- **Exercise brief**
Transcribe only the part of the listing below that begins at the line containing "Task: set one pin on each instance of the woman's" and runs to its final line, keeping both ends.

- **Task material**
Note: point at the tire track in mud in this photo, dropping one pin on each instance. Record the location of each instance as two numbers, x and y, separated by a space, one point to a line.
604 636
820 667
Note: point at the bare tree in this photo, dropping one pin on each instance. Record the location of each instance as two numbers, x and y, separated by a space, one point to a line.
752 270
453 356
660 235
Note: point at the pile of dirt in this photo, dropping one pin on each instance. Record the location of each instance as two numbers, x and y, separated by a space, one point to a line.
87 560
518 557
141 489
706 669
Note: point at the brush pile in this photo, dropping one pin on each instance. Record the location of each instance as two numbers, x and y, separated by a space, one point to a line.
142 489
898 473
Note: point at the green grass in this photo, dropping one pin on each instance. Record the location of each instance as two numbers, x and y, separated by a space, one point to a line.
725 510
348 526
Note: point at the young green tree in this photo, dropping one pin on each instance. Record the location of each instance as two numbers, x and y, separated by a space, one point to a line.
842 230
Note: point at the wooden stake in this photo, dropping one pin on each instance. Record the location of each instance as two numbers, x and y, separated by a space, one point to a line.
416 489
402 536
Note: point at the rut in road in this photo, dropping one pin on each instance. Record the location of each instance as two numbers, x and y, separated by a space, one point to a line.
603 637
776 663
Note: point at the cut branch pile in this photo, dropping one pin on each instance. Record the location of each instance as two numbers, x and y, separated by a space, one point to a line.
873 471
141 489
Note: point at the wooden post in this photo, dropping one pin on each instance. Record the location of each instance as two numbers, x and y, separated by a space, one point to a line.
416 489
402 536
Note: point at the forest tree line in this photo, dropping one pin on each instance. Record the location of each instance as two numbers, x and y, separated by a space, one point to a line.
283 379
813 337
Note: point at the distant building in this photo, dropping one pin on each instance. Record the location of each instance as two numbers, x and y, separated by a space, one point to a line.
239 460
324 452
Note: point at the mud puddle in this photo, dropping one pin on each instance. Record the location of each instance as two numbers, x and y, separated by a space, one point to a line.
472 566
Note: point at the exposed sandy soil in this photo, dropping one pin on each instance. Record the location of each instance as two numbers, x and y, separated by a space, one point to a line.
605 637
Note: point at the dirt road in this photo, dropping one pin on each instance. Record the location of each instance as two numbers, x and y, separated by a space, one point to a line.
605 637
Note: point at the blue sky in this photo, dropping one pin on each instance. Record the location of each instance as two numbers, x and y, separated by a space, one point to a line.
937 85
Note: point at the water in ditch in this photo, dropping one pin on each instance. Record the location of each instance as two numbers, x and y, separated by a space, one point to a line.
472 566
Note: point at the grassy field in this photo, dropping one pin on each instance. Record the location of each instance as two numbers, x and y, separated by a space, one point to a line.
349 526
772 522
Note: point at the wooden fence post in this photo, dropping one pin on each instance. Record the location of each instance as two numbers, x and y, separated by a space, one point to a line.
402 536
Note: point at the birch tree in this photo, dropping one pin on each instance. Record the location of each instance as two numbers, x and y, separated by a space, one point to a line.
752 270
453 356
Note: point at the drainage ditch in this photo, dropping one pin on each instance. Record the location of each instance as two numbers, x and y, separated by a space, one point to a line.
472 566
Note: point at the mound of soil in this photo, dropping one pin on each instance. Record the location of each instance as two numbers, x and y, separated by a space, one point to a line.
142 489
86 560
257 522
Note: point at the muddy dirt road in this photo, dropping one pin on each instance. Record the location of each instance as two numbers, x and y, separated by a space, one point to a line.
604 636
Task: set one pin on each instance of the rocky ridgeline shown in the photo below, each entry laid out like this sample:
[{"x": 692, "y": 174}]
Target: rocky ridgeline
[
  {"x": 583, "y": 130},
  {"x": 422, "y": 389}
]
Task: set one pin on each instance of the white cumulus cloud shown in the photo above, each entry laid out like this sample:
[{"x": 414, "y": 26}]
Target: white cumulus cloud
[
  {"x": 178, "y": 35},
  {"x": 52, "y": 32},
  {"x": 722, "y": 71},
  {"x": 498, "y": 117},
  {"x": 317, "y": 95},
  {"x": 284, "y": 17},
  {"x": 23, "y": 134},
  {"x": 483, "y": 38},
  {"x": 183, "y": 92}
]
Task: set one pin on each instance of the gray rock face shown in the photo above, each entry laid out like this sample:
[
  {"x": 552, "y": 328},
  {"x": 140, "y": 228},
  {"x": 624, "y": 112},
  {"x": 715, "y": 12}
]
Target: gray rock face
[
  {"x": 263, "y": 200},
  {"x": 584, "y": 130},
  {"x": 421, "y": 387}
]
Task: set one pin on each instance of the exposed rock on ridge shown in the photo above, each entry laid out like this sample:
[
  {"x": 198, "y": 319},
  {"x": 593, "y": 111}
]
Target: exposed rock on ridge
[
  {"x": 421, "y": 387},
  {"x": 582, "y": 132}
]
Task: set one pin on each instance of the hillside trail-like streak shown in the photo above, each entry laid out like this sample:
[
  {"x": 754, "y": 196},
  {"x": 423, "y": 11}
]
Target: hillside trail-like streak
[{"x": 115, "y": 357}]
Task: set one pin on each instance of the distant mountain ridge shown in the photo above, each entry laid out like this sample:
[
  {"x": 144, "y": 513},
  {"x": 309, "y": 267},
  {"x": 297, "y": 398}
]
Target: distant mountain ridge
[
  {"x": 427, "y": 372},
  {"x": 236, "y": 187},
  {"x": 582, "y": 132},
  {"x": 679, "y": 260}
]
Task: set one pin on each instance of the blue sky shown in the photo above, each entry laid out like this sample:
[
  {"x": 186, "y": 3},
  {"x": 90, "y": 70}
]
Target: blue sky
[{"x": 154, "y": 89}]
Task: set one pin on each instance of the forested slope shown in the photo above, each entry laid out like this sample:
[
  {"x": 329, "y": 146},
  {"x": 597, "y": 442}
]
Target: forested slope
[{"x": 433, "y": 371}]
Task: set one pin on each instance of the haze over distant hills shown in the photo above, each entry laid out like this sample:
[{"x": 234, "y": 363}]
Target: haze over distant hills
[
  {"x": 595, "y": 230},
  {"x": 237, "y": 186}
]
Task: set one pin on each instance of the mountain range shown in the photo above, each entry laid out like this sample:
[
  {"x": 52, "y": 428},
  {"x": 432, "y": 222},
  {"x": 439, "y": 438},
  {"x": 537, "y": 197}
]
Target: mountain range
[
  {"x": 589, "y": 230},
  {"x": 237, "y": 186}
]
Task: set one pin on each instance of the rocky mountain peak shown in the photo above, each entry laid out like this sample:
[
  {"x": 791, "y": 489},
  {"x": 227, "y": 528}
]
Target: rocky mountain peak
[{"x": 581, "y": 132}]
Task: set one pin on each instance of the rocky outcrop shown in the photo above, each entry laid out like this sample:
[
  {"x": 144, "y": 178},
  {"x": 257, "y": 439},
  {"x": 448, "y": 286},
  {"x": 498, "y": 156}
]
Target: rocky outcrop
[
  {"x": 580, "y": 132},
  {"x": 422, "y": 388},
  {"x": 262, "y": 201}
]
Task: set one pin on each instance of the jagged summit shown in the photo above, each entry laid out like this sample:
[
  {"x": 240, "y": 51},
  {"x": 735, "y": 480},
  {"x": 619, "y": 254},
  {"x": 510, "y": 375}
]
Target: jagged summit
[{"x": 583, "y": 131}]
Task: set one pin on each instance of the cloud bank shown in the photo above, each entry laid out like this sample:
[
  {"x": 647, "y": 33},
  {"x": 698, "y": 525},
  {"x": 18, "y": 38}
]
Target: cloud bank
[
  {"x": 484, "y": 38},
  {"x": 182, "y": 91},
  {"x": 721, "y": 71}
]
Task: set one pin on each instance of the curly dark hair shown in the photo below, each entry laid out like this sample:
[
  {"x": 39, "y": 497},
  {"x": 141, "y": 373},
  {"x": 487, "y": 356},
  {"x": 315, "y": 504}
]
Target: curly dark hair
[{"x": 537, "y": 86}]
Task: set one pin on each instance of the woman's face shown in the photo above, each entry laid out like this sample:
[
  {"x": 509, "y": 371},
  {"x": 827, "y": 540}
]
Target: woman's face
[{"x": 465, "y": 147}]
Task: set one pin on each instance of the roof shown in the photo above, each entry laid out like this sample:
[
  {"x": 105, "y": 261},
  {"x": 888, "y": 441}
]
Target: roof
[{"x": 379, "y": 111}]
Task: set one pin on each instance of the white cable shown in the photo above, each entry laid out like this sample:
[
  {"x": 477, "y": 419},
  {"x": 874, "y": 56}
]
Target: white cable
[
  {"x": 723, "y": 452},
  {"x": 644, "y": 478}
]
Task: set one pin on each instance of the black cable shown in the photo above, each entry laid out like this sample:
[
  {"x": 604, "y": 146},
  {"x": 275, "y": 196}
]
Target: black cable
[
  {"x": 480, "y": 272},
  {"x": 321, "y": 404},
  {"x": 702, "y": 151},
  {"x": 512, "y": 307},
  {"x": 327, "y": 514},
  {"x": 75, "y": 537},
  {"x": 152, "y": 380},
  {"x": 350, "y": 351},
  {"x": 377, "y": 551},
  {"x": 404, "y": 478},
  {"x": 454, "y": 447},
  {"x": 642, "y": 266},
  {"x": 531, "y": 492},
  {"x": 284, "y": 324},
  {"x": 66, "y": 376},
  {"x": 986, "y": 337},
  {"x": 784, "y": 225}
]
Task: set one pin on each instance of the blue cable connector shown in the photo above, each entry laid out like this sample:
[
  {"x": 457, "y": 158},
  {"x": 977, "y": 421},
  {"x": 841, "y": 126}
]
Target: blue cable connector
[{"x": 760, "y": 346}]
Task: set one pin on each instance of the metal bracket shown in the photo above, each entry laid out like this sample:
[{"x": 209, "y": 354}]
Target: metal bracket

- **Solution for this task**
Task: set one pin on each instance of the woman's face shown in the photo above, each entry laid out like this sample:
[
  {"x": 509, "y": 371},
  {"x": 827, "y": 540}
]
Target: woman's face
[{"x": 465, "y": 147}]
Task: set one pin on each instance of the roof shown in the photo above, each entry laid out like this sample:
[
  {"x": 105, "y": 261},
  {"x": 888, "y": 441}
]
Target: roof
[{"x": 379, "y": 111}]
Task: set one pin on each instance of the white cable shown in the photo above, each entry laid out like this sample:
[
  {"x": 477, "y": 419},
  {"x": 874, "y": 56}
]
Target: white cable
[
  {"x": 723, "y": 452},
  {"x": 644, "y": 478}
]
Task: set one pin on each instance of the black cable shown in the photo above, each entry laid out like this sample:
[
  {"x": 604, "y": 146},
  {"x": 275, "y": 196}
]
Target: black cable
[
  {"x": 480, "y": 272},
  {"x": 321, "y": 404},
  {"x": 702, "y": 151},
  {"x": 512, "y": 307},
  {"x": 327, "y": 514},
  {"x": 75, "y": 537},
  {"x": 152, "y": 380},
  {"x": 350, "y": 351},
  {"x": 377, "y": 551},
  {"x": 404, "y": 478},
  {"x": 454, "y": 447},
  {"x": 642, "y": 266},
  {"x": 531, "y": 492},
  {"x": 284, "y": 324},
  {"x": 66, "y": 376},
  {"x": 986, "y": 337},
  {"x": 784, "y": 225}
]
Task: set one pin on each instance of the blue cable connector shown in the photo above, each entry laid out like this sample:
[
  {"x": 457, "y": 158},
  {"x": 977, "y": 421},
  {"x": 841, "y": 126}
]
Target: blue cable connector
[{"x": 760, "y": 346}]
Task: set one pin on each instance of the metal bracket shown in the photo above, each entry laid out like this sample:
[{"x": 209, "y": 354}]
Target: metal bracket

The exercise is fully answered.